[ЗАДАНИЕ 1]
Какие две составные части ингушской безнадежности, согласно тексту об Ингушетии, явно перевешивают остальные?
[ЗАДАНИЕ 2]
Выведите без изменений отрезок текста об Ингушетии от слов «У ингушской безнадежности» по слова «без помощи своих.» включительно.
━━━ ТЕКСТ ━━━
У ингушской безнадежности много составных частей, но две из них явно перевешивают остальные: Чечня и Зязиков
Хотя официальная версия о том, что подполье решило показать силу, могла бы быть адекватной - просто потому, что других резонов нападать на Евкурова у боевиков просто нет. Только вот за Зязиковым, которого боевики ненавидели с той же страстью, с которой остальное население Ингушетии презирало, заинтересованные люди гонялись годами, и все безуспешно. Как за дагестанским министром внутренних дел Магомедтагировым, которого пуля все же настигла, но, как уже просачивается из следственной бригады, не без помощи своих.
━━━ ИССЛЕДУЕМЫЕ ДАННЫЕ ━━━
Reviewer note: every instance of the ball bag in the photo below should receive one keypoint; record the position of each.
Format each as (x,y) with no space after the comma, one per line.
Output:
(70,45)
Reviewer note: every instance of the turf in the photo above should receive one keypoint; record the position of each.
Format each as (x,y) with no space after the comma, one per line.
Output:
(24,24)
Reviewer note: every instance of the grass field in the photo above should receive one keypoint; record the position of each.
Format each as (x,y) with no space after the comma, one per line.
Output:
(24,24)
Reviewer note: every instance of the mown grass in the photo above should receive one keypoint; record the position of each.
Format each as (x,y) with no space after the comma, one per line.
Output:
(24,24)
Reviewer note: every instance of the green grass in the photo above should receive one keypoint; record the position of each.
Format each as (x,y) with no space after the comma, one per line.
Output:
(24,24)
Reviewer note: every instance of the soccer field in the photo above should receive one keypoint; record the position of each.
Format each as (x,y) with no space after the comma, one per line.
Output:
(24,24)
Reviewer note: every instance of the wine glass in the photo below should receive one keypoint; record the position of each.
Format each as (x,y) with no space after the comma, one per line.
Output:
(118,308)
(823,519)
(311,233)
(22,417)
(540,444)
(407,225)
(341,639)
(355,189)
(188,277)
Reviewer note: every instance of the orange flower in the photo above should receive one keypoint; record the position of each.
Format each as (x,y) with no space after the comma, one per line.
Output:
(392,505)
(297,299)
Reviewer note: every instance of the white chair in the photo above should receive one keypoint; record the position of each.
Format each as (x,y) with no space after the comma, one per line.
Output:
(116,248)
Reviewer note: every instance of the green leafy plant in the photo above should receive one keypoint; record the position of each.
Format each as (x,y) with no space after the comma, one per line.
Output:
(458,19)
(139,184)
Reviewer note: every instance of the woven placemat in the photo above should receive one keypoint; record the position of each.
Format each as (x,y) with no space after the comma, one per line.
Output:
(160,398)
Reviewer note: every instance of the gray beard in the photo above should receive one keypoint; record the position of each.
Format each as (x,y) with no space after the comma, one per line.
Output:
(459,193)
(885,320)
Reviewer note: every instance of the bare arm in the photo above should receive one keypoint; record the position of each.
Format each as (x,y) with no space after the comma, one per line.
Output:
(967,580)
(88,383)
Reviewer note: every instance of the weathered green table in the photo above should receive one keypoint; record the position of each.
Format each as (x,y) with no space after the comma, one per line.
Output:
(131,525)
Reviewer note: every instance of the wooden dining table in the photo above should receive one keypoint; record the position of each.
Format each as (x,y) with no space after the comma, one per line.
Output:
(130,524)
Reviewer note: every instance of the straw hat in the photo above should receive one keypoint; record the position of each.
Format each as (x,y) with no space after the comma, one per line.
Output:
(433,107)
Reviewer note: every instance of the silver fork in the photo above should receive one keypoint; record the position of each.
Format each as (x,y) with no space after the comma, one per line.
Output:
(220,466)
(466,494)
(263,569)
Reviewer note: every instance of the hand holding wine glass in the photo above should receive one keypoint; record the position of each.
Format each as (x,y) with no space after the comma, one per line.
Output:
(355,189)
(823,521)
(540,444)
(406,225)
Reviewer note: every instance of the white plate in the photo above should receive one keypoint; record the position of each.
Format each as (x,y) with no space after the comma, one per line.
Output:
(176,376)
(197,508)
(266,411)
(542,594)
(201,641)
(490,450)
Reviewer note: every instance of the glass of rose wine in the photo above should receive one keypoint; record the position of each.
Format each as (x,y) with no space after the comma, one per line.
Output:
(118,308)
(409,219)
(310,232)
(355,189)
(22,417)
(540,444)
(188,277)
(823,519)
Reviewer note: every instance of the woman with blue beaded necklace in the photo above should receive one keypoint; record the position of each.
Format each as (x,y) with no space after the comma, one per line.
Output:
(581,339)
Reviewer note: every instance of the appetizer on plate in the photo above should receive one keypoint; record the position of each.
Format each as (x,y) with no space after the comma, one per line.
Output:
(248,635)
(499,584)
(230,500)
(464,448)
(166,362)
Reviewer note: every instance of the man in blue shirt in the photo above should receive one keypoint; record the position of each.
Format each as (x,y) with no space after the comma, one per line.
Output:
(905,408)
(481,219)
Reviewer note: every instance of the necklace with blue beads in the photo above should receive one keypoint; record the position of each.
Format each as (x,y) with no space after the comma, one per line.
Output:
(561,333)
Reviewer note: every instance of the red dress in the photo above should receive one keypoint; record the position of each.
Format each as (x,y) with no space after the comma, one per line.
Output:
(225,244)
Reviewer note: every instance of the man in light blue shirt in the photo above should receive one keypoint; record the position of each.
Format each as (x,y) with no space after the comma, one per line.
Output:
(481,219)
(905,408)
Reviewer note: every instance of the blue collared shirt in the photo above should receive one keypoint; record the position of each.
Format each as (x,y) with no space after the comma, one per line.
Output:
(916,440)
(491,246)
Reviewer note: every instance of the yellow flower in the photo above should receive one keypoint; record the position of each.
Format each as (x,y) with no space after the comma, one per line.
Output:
━━━
[ПОЛЕ ОТВЕТА 1]
Чечня и Зязиков.

[ПОЛЕ ОТВЕТА 2]
У ингушской безнадежности много составных частей, но две из них явно перевешивают остальные: Чечня и Зязиков
Хотя официальная версия о том, что подполье решило показать силу, могла бы быть адекватной - просто потому, что других резонов нападать на Евкурова у боевиков просто нет. Только вот за Зязиковым, которого боевики ненавидели с той же страстью, с которой остальное население Ингушетии презирало, заинтересованные люди гонялись годами, и все безуспешно. Как за дагестанским министром внутренних дел Магомедтагировым, которого пуля все же настигла, но, как уже просачивается из следственной бригады, не без помощи своих.